### TEXT EXCERPT
* * * *
What explains this staggering increase? It’s not just the popularity of the teams. This is the first Super Bowl of the online gambling era.

Sports betting has been legalized in 30 states, plus Washington, D.C., thanks to a 2018 U.S. Supreme Court ruling that overturned the ban on sports betting. Now, more than 100 million Americans live in places where they can legally wager. In 2020, the industry hit $1.5 billion in revenue, a 69 percent increase year to year. And in the first quarter of 2021, it is estimated that revenue rose another 270 percent. But it wasn’t until the NFL agreed to allow ads for sports gambling on its telecasts at the beginning of this season that the betting floodgates truly opened.
* * * *
### STATED EXERCISE
Could you write out the Super Bowl betting passage again, starting with "What explains this" and going on through "floodgates truly opened.", and switch "gambling" to "wagering"? These rows were drawn from a separate source.

(Segmentation annotation rows)
* * * *
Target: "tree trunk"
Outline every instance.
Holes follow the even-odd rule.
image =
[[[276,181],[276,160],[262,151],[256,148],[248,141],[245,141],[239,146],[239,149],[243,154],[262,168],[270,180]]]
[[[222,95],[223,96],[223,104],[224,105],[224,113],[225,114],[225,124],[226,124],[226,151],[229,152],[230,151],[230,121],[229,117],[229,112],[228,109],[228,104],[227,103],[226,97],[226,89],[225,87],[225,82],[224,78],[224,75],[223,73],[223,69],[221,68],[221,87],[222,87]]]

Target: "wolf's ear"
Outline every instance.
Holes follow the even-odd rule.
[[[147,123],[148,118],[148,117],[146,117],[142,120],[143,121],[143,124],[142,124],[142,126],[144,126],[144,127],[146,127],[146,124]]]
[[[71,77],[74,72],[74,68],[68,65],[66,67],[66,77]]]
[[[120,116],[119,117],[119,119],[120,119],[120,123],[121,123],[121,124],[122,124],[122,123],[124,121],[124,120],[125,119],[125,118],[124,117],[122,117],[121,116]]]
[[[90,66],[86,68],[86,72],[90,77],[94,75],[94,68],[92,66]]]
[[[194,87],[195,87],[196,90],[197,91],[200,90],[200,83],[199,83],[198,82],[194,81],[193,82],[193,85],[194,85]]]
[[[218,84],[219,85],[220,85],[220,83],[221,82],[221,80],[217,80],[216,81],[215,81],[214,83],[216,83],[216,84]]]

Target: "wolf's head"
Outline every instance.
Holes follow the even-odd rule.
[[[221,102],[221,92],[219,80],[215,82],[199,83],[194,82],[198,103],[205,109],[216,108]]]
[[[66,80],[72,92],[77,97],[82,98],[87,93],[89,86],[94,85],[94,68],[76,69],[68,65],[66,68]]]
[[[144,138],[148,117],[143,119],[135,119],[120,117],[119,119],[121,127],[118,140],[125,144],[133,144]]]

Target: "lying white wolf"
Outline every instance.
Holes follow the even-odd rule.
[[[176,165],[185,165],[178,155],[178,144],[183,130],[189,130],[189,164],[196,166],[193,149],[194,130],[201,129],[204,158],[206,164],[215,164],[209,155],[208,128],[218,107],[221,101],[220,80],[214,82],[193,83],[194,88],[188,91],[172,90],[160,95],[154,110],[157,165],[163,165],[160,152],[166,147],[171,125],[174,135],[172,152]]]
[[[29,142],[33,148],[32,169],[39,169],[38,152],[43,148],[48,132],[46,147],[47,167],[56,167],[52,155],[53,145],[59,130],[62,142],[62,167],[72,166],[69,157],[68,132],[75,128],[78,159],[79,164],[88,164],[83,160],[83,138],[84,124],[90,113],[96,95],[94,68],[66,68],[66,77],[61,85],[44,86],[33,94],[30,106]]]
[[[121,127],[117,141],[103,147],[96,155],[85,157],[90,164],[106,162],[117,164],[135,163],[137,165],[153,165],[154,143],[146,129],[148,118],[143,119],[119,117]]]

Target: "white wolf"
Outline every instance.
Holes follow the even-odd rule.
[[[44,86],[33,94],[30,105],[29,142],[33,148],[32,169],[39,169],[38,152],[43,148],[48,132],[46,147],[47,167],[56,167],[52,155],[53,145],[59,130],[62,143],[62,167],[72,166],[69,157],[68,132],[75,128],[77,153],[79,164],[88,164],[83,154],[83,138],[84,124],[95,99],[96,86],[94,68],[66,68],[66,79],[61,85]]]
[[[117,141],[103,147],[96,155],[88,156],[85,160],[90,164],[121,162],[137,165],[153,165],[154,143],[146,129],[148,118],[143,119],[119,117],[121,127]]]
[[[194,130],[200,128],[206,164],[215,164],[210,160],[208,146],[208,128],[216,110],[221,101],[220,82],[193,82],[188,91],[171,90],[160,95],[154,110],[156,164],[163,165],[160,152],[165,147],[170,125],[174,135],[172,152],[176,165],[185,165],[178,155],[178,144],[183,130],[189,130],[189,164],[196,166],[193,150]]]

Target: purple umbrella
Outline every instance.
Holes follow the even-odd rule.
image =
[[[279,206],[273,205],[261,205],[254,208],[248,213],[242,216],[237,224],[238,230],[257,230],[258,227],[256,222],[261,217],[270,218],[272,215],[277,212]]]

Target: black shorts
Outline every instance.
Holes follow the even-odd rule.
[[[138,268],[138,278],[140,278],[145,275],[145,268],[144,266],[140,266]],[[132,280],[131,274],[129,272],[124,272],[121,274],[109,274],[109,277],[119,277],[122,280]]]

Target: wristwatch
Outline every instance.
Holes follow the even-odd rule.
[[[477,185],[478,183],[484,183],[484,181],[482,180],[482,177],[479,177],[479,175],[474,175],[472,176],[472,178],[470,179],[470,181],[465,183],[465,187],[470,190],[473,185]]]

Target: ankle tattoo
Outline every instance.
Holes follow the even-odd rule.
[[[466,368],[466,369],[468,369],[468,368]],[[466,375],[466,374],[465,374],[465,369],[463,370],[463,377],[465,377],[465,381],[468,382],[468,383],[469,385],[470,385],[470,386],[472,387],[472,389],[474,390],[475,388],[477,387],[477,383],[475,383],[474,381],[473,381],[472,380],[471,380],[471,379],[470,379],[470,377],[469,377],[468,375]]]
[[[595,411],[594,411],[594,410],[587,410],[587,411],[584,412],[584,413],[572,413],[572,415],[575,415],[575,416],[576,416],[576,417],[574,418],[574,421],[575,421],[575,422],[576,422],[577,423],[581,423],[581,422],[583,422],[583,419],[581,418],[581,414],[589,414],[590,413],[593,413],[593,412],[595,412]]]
* * * *
### RESULT BELOW
What explains this staggering increase? It’s not just the popularity of the teams. This is the first Super Bowl of the online wagering era.

Sports betting has been legalized in 30 states, plus Washington, D.C., thanks to a 2018 U.S. Supreme Court ruling that overturned the ban on sports betting. Now, more than 100 million Americans live in places where they can legally wager. In 2020, the industry hit $1.5 billion in revenue, a 69 percent increase year to year. And in the first quarter of 2021, it is estimated that revenue rose another 270 percent. But it wasn’t until the NFL agreed to allow ads for sports wagering on its telecasts at the beginning of this season that the betting floodgates truly opened.